[Start of Listing]

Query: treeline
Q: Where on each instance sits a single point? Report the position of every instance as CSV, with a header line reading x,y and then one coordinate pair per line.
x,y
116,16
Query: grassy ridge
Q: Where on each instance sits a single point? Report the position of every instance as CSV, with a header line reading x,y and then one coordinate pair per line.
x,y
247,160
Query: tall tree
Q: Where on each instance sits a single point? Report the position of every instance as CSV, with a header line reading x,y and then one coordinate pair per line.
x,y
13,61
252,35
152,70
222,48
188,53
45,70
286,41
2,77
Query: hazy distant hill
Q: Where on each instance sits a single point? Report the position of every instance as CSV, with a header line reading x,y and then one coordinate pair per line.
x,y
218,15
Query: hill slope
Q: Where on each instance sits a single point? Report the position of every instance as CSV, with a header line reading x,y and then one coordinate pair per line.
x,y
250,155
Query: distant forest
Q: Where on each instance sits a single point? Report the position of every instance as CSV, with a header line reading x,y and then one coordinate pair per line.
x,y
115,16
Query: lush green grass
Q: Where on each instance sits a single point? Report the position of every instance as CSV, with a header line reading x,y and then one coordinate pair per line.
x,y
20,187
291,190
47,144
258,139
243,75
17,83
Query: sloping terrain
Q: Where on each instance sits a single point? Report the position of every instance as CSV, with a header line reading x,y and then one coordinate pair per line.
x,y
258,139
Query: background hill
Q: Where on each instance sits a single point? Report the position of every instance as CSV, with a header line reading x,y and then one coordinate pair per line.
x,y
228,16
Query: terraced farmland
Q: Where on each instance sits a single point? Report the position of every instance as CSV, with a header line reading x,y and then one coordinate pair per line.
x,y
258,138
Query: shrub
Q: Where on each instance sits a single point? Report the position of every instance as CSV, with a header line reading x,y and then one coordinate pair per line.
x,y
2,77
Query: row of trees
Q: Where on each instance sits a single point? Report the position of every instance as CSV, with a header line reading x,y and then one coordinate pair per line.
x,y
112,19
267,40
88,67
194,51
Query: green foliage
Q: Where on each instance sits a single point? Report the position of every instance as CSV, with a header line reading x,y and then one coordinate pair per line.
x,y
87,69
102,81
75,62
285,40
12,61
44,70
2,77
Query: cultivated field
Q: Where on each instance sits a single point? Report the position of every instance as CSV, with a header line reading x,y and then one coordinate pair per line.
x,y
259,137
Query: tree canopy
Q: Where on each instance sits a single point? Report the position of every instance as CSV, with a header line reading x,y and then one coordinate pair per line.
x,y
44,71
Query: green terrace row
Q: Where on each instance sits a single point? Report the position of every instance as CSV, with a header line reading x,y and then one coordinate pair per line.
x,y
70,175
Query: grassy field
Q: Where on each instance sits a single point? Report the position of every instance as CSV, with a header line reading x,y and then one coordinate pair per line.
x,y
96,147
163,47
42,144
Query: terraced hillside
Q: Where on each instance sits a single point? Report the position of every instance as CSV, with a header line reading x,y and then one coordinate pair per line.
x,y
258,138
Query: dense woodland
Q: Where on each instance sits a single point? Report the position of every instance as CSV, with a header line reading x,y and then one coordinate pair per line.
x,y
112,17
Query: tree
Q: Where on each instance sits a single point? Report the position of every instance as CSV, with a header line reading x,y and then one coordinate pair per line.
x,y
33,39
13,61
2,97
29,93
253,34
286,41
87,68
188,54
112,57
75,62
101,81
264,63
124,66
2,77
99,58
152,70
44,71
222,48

[End of Listing]

* Aim: Format the data above as a numbered list, from the line containing "Query: dense woodland" through the last line, and leave out any blank lines.

* Expected output:
1. Query: dense woodland
2. Q: Where on each instance sits a single point? Report the position of every instance as CSV, with a header line reading x,y and then one coordinate pair per line.
3. x,y
4. 112,17
5. Query: tree
6. Q: Where on each instance sits a single point? Report the position of every instance as CSV, with a header line reading x,y and then one coordinate pair per line.
7. x,y
8. 33,39
9. 13,61
10. 2,97
11. 29,93
12. 253,34
13. 286,41
14. 87,68
15. 188,54
16. 112,57
17. 75,62
18. 101,81
19. 264,63
20. 124,66
21. 2,77
22. 99,58
23. 152,70
24. 44,71
25. 222,48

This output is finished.